- _Given text_:

--------------------------------

Lost Voices by Sarah Porter
Luce is attacked and falls from a cliff into the sea–but instead of dying, she becomes a mermaid and begins to understand exactly what that means. The mermaids here are mean and are born from brutal circumstances–which may explain why they try to lure people to their deaths.
Siren by Tricia Rayburn
Vanessa’s sister dies in what seems like a cliff-diving accident, but when other bodies–men and boys with huge grins on their faces–wash up on shore, Vanessa needs to get to the bottom of things. The sirens show up late in this book, but they’re the key to the mystery.
Forgive My Fins by Tera Lynn Childs
Lily grew up a mermaid princess but discovered that her mother was human and has been trying to live a human life. Protecting her identity is hard enough, but when she falls hard for Brody, a swimming superstar, things get even tougher. This book is just packed with mermaid- and fish-related puns.

--------------------------------

- _List of tasks_:
[a] In the book list, who becomes a mermaid after falling from a cliff into the sea?
[b] Please copy everything in the book list from "Lost Voices by" down to "to the mystery.".

--------------------------------

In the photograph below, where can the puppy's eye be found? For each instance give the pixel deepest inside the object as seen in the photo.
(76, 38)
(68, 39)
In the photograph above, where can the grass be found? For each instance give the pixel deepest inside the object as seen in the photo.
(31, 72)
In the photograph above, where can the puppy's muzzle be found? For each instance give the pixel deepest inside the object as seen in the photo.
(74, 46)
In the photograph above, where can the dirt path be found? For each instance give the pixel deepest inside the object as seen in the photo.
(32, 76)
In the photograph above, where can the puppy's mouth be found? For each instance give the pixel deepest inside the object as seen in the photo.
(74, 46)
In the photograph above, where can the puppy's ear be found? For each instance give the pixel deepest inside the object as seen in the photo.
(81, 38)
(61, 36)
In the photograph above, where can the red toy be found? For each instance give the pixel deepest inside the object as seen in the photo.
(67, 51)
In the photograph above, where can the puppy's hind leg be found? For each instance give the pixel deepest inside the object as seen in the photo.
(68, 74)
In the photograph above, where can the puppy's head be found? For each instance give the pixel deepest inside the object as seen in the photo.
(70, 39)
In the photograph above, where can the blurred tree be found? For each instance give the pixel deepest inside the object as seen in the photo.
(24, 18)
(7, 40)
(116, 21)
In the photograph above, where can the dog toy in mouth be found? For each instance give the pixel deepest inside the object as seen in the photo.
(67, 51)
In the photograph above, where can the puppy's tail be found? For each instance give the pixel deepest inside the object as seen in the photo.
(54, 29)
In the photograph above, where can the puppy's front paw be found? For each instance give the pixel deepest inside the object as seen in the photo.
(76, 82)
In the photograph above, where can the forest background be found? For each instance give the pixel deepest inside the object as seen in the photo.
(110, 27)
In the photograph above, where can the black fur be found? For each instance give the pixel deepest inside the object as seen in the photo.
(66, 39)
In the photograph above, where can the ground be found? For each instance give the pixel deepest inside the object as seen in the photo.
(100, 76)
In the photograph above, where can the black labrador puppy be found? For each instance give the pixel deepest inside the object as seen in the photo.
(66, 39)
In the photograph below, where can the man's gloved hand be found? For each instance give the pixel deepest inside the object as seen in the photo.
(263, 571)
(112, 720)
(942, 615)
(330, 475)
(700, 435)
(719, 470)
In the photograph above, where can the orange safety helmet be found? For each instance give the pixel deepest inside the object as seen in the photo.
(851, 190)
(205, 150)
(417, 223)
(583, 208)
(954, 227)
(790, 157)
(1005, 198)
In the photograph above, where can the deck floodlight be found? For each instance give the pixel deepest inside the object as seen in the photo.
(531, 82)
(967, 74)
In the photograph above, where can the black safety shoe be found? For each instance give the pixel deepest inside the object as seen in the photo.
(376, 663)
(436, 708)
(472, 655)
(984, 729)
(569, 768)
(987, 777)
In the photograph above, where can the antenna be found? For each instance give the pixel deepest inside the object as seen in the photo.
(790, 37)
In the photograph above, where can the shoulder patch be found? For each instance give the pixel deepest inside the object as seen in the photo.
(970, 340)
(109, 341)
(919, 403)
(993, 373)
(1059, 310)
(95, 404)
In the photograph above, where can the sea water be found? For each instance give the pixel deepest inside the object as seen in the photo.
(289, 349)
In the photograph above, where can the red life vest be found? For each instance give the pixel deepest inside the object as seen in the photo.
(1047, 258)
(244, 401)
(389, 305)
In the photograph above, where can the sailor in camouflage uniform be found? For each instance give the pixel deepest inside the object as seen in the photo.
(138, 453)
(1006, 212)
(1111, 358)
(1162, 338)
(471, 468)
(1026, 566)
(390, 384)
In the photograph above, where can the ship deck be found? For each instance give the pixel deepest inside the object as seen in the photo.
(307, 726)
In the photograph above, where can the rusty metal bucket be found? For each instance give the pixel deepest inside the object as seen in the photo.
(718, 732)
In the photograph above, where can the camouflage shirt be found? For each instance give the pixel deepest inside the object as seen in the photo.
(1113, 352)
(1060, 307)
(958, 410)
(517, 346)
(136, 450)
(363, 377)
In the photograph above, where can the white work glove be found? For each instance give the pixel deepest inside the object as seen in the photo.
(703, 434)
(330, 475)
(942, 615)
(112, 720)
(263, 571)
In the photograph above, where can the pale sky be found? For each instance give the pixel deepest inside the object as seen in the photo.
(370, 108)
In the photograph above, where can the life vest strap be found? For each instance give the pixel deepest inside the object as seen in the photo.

--------------------------------

- _Responses to the exercise_:
[a] Luce

[b]
Lost Voices by Sarah Porter
Luce is attacked and falls from a cliff into the sea–but instead of dying, she becomes a mermaid and begins to understand exactly what that means. The mermaids here are mean and are born from brutal circumstances–which may explain why they try to lure people to their deaths.
Siren by Tricia Rayburn
Vanessa’s sister dies in what seems like a cliff-diving accident, but when other bodies–men and boys with huge grins on their faces–wash up on shore, Vanessa needs to get to the bottom of things. The sirens show up late in this book, but they’re the key to the mystery.